Dataset rows >>

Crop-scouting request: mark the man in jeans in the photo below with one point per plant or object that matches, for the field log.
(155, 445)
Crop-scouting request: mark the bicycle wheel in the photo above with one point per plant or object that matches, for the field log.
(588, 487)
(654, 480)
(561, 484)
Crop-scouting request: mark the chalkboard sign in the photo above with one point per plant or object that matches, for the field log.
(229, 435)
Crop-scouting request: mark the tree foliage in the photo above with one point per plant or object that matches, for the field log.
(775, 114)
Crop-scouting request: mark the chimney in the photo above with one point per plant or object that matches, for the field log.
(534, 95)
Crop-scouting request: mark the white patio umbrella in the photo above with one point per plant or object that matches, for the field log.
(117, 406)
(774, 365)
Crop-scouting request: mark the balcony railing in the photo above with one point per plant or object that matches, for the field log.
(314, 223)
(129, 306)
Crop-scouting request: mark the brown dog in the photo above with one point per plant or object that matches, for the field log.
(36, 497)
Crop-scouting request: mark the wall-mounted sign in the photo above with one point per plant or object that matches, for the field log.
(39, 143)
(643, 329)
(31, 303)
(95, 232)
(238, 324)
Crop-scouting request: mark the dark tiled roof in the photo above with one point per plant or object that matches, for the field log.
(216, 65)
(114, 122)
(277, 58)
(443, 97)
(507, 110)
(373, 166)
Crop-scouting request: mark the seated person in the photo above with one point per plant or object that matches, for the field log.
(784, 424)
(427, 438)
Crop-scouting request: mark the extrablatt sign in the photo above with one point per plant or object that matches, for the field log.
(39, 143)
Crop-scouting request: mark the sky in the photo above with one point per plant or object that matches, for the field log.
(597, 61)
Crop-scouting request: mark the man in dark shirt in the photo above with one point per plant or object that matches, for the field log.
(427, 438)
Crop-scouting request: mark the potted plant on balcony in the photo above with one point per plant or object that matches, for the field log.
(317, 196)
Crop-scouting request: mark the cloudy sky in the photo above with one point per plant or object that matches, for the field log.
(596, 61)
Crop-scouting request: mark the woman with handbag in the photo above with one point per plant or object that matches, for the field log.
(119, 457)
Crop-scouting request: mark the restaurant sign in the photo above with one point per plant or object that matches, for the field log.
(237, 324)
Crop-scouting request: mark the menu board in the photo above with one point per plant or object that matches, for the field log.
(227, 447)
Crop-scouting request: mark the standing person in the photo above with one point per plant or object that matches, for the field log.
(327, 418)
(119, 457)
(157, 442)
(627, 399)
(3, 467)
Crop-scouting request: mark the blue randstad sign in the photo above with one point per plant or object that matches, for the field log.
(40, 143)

Task details >> Give again only the lines starting at the one that contains "Crop-scouting request: mark the man in dark" and running to the end of the data.

Response to the task >>
Crop-scouting request: mark the man in dark shirt in the photo above with one point per plant or object that matches, for the field log.
(427, 438)
Crop-scouting request: mark the potted plant on balcony in the photo above with one point per plant or object that matches, for the field log.
(317, 196)
Crop-scouting request: mark the cloudy sky in the photo above with one point per plant or object that matches, for the field log.
(596, 61)
Crop-scouting request: mark the woman with handbag in the photo above with one point per plant or object that matches, for the field log.
(119, 457)
Crop-scouting request: mark the restaurant sign in the photo above with one point per plant or object that matches, for the field log.
(237, 324)
Crop-scouting request: mark the menu board in the photo above with one point per plant or object that matches, for the field log.
(227, 447)
Crop-scouting request: mark the standing person in the photo above with one point per plant or object that matches, for the field log.
(327, 418)
(119, 457)
(157, 442)
(627, 399)
(3, 467)
Crop-scouting request: mark the blue randstad sign in the photo above with one point per plant or object that matches, for the field log.
(40, 143)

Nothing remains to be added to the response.